### TEXT
========================================
SEC. 18. Discharge of accused operates as acquittal.-The order indicated in the preceding section shall amount to an acquittal of the discharged accused and shall be a bar to future prosecution for the same offense, unless the accused fails or refuses to testify against his co-accused in accordance with his sworn statement constituting the basis for his discharge. (10a)

SEC. 19. When mistake has been made in charging the proper offense.- When it becomes manifest at any time before judgment that a mistake has been made in charging the proper offense and the accused cannot be convicted of the offense charged or any other offense necessarily included therein, the accused shall not be discharged if there appears good cause to detain him. In such case, the court shall commit the accused to answer for the proper offense and dismiss the original case upon the filing of the proper information. (11a)

SEC. 20. Appointment of acting prosecutor.-When a prosecutor, his assistant or deputy is disqualified to act due to any of the grounds stated in section 1 of Rule 137 or for any other reason, the judge or the prosecutor shall communicate with the Secretary of Justice in order that the latter may appoint an acting prosecutor. (12a)
========================================
### RECORD EXTRACTS

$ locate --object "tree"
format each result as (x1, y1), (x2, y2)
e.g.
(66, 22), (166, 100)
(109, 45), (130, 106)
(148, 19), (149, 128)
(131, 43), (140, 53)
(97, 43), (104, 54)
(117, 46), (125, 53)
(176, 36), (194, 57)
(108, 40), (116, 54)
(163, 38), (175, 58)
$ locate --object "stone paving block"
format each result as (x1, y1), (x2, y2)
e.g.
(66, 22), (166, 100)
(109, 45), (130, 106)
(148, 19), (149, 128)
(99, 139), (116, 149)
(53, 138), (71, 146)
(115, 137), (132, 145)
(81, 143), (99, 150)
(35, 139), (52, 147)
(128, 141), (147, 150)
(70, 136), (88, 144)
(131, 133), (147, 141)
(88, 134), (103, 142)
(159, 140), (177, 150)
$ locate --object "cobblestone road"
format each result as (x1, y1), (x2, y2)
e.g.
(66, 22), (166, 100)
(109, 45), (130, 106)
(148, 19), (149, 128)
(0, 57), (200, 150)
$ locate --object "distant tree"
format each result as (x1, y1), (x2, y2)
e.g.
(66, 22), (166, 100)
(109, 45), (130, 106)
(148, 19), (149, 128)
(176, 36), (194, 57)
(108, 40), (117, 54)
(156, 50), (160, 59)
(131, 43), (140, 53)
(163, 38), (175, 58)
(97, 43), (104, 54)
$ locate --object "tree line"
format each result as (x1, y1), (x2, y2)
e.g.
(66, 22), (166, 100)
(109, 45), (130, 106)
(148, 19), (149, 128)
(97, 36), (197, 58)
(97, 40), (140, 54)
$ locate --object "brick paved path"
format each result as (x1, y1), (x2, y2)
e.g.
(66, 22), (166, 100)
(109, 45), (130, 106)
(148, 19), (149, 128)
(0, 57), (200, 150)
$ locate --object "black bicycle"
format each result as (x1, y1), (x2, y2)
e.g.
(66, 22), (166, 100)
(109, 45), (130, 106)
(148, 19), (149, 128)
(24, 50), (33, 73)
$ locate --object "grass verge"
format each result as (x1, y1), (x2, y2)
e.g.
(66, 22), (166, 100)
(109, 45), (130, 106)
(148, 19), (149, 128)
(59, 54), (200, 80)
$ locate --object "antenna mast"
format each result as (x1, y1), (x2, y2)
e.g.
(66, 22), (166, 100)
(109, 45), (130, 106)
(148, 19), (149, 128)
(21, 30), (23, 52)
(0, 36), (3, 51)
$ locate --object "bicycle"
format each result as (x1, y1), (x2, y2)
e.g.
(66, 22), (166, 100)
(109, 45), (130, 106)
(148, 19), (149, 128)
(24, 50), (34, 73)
========================================
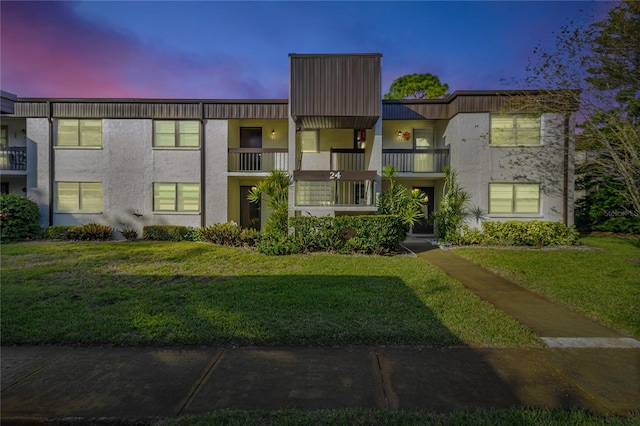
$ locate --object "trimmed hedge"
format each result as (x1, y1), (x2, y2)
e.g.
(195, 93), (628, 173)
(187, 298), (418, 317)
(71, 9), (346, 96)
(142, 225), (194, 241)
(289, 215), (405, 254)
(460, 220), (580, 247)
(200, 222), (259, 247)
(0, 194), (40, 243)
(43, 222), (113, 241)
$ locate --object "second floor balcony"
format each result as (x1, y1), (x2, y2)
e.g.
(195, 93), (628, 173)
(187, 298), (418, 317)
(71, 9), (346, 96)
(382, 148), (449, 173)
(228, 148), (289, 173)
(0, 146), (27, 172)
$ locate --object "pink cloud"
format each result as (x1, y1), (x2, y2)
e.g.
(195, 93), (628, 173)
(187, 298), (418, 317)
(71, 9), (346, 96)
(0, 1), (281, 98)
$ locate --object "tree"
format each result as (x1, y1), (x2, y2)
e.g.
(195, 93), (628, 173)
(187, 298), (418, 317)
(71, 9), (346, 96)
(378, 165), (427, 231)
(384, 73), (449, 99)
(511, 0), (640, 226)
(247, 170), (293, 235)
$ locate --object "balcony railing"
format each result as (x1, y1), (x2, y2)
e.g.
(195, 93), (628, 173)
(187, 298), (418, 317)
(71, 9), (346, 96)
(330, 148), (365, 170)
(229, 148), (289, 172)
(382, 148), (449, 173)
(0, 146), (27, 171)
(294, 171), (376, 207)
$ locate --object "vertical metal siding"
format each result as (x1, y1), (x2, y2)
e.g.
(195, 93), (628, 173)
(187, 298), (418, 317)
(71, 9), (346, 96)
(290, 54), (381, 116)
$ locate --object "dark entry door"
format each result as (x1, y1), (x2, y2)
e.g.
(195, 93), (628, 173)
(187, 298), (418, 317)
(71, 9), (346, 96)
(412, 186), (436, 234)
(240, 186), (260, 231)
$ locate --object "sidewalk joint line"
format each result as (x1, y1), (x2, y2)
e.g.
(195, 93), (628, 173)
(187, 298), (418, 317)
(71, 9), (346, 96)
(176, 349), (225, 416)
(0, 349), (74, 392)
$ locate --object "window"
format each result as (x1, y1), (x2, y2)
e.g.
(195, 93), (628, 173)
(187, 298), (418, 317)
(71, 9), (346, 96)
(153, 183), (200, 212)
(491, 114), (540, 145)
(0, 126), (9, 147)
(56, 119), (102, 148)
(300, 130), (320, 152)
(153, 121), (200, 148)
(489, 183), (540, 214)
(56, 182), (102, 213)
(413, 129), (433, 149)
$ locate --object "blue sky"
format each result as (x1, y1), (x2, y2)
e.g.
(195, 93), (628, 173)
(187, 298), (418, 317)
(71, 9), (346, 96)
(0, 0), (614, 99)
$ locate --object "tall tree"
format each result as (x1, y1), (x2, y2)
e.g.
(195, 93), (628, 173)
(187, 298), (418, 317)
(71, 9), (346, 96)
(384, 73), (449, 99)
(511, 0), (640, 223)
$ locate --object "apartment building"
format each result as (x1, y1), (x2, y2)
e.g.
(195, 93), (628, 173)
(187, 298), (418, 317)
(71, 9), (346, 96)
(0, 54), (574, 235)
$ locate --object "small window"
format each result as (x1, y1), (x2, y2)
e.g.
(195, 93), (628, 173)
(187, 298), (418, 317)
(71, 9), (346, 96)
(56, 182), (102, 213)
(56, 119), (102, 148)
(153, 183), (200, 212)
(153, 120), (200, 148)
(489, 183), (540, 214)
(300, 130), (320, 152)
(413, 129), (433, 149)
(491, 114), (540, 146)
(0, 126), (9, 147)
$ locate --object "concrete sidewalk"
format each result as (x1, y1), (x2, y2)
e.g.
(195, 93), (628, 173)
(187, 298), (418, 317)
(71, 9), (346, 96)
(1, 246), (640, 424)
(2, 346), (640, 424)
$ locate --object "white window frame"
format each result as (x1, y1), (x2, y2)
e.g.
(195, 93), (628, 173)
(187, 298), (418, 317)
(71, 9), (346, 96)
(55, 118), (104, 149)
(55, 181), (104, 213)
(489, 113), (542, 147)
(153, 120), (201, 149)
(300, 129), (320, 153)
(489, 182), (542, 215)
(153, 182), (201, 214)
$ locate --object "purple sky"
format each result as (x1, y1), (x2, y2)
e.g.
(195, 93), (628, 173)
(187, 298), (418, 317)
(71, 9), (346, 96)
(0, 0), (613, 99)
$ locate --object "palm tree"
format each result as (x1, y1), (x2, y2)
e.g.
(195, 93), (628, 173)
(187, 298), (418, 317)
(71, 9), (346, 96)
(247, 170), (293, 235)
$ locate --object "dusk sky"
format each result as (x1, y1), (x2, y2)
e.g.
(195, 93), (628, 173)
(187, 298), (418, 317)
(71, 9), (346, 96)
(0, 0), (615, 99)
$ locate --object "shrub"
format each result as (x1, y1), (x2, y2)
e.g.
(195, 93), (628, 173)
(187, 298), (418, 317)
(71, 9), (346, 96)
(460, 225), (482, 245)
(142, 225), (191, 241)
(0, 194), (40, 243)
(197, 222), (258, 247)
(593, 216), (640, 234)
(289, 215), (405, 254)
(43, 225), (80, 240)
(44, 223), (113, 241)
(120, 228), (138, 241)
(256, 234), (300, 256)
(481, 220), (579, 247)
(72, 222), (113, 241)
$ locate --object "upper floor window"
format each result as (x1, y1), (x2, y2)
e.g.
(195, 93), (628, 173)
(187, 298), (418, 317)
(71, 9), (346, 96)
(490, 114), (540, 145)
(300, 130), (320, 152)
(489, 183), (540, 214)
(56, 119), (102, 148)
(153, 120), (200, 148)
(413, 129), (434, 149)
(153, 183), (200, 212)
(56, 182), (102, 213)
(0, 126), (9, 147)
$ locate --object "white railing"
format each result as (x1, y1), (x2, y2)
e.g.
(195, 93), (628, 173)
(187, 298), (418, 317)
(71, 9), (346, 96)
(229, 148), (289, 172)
========================================
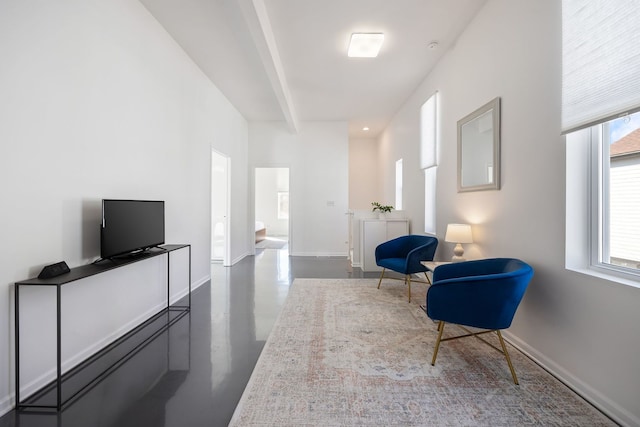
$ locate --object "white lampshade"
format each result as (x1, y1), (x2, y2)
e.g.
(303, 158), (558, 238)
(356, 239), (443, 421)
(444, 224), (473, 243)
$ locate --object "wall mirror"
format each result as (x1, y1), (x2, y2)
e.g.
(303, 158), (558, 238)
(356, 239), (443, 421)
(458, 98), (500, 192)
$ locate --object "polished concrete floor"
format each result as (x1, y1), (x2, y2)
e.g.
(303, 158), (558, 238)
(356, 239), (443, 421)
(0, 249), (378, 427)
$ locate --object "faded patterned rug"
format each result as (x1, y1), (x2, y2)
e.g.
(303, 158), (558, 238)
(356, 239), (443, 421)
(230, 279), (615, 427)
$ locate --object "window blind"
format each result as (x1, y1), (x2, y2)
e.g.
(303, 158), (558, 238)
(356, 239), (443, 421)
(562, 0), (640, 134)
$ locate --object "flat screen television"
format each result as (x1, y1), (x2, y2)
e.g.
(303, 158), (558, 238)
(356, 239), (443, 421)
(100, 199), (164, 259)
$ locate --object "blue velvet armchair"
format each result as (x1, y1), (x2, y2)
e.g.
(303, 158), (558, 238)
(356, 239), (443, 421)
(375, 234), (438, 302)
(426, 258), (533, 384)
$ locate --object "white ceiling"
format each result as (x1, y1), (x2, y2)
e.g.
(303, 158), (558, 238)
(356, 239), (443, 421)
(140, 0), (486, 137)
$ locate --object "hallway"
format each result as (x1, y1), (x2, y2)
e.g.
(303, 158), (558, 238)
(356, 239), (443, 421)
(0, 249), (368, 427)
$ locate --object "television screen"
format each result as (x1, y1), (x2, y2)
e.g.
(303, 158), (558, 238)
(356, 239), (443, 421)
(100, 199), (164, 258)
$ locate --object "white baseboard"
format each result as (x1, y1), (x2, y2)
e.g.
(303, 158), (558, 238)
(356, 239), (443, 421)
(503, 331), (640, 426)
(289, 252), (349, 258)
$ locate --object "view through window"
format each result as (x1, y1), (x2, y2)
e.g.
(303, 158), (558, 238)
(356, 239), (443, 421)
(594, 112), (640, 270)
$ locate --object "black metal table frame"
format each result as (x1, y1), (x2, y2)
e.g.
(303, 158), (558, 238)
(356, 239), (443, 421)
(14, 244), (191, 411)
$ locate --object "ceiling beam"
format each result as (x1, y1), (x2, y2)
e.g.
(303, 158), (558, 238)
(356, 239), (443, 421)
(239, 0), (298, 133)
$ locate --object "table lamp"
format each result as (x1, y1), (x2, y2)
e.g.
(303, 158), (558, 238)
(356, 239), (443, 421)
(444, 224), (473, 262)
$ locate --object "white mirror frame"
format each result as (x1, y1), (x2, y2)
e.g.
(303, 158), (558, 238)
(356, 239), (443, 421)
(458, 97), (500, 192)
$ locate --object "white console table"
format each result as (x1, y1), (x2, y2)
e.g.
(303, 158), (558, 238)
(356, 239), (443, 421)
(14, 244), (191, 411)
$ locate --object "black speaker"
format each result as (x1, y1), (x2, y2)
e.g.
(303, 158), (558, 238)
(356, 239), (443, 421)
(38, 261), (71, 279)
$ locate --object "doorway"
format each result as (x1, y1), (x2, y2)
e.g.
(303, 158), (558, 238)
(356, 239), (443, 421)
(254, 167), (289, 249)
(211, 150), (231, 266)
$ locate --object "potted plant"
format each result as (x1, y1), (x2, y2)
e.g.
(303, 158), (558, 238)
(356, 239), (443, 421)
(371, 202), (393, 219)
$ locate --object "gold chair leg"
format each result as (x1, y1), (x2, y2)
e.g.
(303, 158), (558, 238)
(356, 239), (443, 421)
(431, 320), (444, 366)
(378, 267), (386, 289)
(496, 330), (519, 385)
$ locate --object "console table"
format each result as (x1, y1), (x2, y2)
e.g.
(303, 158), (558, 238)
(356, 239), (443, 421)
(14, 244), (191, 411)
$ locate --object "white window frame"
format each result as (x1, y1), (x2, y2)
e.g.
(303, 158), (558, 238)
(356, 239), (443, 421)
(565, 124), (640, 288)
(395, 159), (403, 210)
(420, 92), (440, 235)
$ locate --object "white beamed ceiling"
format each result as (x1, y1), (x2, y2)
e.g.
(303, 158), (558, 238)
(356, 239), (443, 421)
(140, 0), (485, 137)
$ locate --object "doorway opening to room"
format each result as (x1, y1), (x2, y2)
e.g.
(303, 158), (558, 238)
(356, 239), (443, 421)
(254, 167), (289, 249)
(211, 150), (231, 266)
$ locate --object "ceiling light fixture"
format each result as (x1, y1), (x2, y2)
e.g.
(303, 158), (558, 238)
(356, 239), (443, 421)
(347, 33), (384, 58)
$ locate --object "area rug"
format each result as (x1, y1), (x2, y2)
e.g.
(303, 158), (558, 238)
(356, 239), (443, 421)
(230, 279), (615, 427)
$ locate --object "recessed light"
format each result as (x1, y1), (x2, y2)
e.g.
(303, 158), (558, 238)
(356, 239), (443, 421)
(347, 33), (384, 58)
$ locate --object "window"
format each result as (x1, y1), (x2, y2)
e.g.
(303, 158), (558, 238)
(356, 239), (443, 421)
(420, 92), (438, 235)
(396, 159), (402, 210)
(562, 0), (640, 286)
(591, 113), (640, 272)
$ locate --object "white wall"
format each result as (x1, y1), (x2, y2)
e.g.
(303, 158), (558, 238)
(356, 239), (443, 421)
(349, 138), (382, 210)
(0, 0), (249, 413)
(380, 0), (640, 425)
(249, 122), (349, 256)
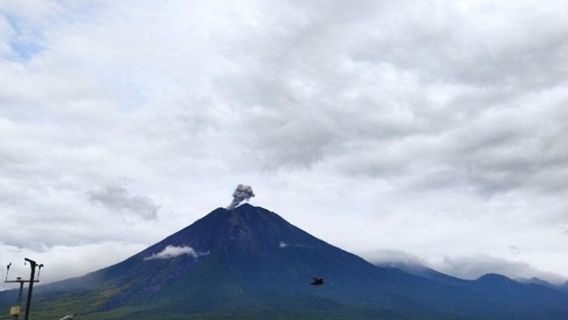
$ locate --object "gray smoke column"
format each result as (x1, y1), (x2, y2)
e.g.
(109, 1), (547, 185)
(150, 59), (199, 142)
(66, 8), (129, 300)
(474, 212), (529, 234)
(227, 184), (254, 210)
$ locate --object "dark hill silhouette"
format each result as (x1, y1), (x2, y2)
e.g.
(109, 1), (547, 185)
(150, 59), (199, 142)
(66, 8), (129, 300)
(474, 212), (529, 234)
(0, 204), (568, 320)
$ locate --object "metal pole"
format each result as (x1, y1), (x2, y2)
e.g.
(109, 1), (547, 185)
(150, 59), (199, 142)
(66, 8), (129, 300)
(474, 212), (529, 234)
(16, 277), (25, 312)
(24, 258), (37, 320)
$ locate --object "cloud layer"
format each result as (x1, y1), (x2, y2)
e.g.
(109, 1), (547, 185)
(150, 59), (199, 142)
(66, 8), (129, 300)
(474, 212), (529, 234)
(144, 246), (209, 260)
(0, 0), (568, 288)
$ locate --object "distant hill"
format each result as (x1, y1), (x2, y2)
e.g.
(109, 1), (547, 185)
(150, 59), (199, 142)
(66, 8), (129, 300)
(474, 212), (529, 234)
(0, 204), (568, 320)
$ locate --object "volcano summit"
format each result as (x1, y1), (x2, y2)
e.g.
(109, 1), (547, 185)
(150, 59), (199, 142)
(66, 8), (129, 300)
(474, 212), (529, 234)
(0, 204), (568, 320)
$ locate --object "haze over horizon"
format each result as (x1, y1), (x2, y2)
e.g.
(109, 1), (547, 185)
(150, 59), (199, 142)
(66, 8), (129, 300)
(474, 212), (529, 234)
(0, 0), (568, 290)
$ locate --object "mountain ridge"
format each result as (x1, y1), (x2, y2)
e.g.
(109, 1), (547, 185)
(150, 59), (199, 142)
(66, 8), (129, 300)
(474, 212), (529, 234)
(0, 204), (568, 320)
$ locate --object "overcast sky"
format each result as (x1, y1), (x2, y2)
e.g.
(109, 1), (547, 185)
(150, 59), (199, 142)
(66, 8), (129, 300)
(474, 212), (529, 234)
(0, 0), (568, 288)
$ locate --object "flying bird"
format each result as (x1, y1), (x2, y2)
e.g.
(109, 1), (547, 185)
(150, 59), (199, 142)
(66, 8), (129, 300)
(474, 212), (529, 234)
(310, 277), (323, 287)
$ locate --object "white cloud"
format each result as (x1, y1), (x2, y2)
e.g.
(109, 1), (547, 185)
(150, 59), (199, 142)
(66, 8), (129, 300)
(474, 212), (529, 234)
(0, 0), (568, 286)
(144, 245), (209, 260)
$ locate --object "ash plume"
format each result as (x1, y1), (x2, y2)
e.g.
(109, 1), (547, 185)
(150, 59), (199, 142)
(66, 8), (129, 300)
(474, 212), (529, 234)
========================================
### WORK TO COMPLETE
1. Summarize the rules excerpt in three sentences.
2. Print the stretch of the rules excerpt from "SEC. 18. Discharge" through "his discharge. (10a)".
3. According to the rules excerpt, whom does the judge or prosecutor contact to have an acting prosecutor appointed?
Use only the rules excerpt, not the data.

### SOLVED TASKS
1. Section 18 states that discharging an accused amounts to an acquittal and bars future prosecution for the same offense, unless the accused fails or refuses to testify against a co-accused as the sworn statement requires. Section 19 provides that if a mistake in charging the proper offense becomes clear before judgment, the accused is not discharged when there is good cause to detain him, and the court commits him to answer for the proper offense and dismisses the original case once the proper information is filed. Section 20 directs the judge or the prosecutor to ask the Secretary of Justice to appoint an acting prosecutor when a prosecutor, assistant or deputy is disqualified.

2.
SEC. 18. Discharge of accused operates as acquittal.-The order indicated in the preceding section shall amount to an acquittal of the discharged accused and shall be a bar to future prosecution for the same offense, unless the accused fails or refuses to testify against his co-accused in accordance with his sworn statement constituting the basis for his discharge. (10a)

3. The Secretary of Justice.